Image point grounding data:
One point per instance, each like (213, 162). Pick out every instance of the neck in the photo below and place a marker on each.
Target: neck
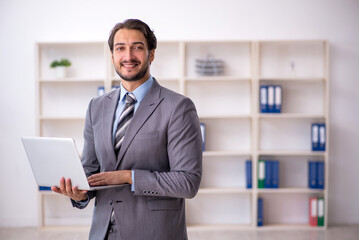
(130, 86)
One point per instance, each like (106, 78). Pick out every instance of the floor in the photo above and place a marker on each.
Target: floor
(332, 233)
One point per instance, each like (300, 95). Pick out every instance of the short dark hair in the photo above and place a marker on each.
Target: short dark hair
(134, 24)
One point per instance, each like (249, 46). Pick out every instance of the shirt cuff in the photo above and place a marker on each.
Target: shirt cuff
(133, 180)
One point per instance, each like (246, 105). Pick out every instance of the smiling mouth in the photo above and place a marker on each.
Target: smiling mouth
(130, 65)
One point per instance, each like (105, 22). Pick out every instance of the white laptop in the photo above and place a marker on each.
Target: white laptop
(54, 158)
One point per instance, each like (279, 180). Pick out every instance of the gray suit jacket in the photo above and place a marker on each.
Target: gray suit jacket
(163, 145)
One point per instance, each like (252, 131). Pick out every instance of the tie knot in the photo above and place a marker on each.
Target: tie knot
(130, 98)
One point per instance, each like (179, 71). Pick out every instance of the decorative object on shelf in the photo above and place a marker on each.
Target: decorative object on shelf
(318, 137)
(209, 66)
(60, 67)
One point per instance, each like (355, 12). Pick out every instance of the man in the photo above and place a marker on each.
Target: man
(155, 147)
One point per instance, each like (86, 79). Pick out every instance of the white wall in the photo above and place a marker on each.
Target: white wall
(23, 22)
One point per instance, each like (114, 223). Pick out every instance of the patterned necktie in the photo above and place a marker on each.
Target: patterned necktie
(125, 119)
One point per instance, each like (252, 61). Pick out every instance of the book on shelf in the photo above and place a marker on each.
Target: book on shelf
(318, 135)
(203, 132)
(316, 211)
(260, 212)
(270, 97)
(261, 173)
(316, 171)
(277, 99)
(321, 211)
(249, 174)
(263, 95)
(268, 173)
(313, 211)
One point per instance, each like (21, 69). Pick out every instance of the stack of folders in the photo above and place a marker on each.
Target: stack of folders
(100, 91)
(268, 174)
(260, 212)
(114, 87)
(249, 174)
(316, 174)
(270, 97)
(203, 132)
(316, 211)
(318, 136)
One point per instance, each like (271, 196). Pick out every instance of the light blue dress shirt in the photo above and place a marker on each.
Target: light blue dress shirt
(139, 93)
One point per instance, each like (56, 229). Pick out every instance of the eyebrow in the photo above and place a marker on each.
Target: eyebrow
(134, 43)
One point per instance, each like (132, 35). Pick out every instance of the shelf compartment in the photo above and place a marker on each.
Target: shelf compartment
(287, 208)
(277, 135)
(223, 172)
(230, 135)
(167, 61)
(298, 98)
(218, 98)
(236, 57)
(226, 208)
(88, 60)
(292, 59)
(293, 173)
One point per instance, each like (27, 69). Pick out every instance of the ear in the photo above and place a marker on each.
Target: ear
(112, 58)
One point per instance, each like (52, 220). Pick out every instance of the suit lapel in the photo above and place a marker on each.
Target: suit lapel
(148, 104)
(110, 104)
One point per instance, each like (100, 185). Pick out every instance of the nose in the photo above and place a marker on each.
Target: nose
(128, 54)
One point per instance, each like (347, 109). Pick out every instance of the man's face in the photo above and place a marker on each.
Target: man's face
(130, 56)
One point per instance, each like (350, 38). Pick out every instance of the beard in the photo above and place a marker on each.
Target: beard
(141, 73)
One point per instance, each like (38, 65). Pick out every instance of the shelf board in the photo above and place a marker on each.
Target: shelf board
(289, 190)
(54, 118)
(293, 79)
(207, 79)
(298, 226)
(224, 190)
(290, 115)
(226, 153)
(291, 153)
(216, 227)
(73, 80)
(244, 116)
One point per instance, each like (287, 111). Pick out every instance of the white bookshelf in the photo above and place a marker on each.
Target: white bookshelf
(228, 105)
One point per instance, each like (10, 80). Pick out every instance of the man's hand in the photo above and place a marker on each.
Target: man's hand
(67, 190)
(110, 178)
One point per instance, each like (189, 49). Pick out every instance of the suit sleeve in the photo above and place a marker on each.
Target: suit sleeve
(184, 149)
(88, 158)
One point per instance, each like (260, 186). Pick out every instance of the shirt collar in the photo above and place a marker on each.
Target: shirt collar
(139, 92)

**What the exercise asks:**
Except for the pictures, print the data above exactly.

**Problem solution:**
One point per instance, each like (213, 162). Pick out every instance of the neck in the photo below and place a marker on each.
Target: neck
(130, 86)
One point per instance, each like (106, 78). Pick out every instance of the floor in the photo above and place a marker on each.
Target: floor
(332, 233)
One point per instance, each like (300, 95). Pick out every instance of the short dark hair in the photo above and place a marker on each.
Target: short dark hair
(134, 24)
One point per instance, each like (249, 46). Pick out every instance of the shirt cuff in the photo above and place a marker on each.
Target: shirt cuff
(133, 180)
One point per instance, each like (246, 105). Pick out every instance of the smiling mouth in the photo above and place a marker on each.
Target: smiling mouth
(130, 65)
One point per instance, each like (105, 22). Pick out every instance of the white laptop in the photo above and place a marker on each.
Target: white laptop
(54, 158)
One point per instance, each like (279, 180). Pick out every instance of the gray suit jacket in the photo above and place a marker on each.
Target: gray suit jacket
(163, 145)
One point per instance, each like (252, 131). Pick out every instance of the tie knot in the photo above and place a marker on each.
Target: tie knot
(130, 98)
One point per instance, each like (179, 71). Pick out every instance of the decorative object on shelf in the photo above and place a marker on each.
Target: decorative object on shelf
(318, 137)
(209, 66)
(60, 67)
One point per instance, each like (355, 12). Pick out every instance of the man in the photo above and place a marker on each.
Target: man
(155, 147)
One point per instance, each like (86, 79). Pick out every instance of the white wall in the photo above and place a marker on each.
Target: white wall
(23, 22)
One point per instance, each like (114, 223). Pick out every instance of the patterned necktie in the photo above and place a marker on each.
Target: patterned necktie
(125, 119)
One point per instance, each like (252, 61). Pick out every instance of the book on shelf in the photo above and place a marker on each.
Target: book on shelf
(318, 135)
(203, 132)
(316, 211)
(260, 212)
(270, 97)
(261, 173)
(316, 171)
(277, 99)
(321, 211)
(249, 174)
(263, 95)
(268, 173)
(313, 211)
One point per instance, each like (21, 69). Pick out every instance of the stack of folders in the photo above and place a marker on each.
Target: stack of folders
(100, 91)
(268, 174)
(260, 212)
(114, 87)
(249, 174)
(316, 174)
(270, 97)
(203, 132)
(316, 211)
(318, 136)
One point per instance, each like (271, 196). Pick out every instance of the light blue dress shirt in the photo above and place a marker on each.
Target: light blue dress shirt
(139, 93)
One point per instance, each like (56, 229). Pick out every instance of the eyebrow in the photo above and place a marker on each.
Target: eyebrow
(134, 43)
One point per instance, each like (132, 35). Pick out every instance of the shelf compartment in the photo above and place a marker on each.
Target: shelf compartment
(287, 208)
(277, 135)
(223, 172)
(230, 135)
(167, 61)
(298, 98)
(218, 98)
(236, 57)
(226, 208)
(88, 60)
(292, 59)
(293, 173)
One point per instance, each like (27, 69). Pick out every instance of the ear in the photo above and place a marker on each.
Target: ear
(112, 58)
One point per instance, each like (52, 220). Pick out every instance of the suit lapel in the photo above and place a marker on each.
Target: suit lapel
(148, 104)
(110, 104)
One point per instance, each like (100, 185). Pick out every instance of the nose in the photo above and place a marker on each.
Target: nose
(128, 54)
One point per instance, each like (347, 109). Pick out every instance of the man's face in the photo above and place a marker on each.
Target: man's face
(130, 56)
One point per instance, each like (350, 38). Pick out every instance of the beard in the photo above and place a marker on each.
Target: beard
(141, 73)
One point per instance, each like (38, 65). Pick out every instance of the shelf board in the photo above and place a marker on each.
Target: shelf board
(289, 190)
(54, 118)
(293, 79)
(207, 79)
(298, 226)
(224, 190)
(290, 115)
(226, 153)
(291, 153)
(216, 227)
(73, 80)
(244, 116)
One point per instance, each like (287, 111). Pick out every instance of the white bookshelf in the photo above and place a marker on each.
Target: white bookshelf
(228, 105)
One point per instance, each like (10, 80). Pick out every instance of the man's hand in the photo above and place a marker on each.
Target: man's hand
(67, 190)
(110, 178)
One point per instance, each like (189, 49). Pick out every instance of the suit sleeve in the photo above and place a marker on each.
Target: suit sleeve
(184, 149)
(88, 158)
One point per instance, each like (260, 186). Pick out every instance of the shirt collar in the photo above and place a marker on each.
Target: shirt collar
(139, 92)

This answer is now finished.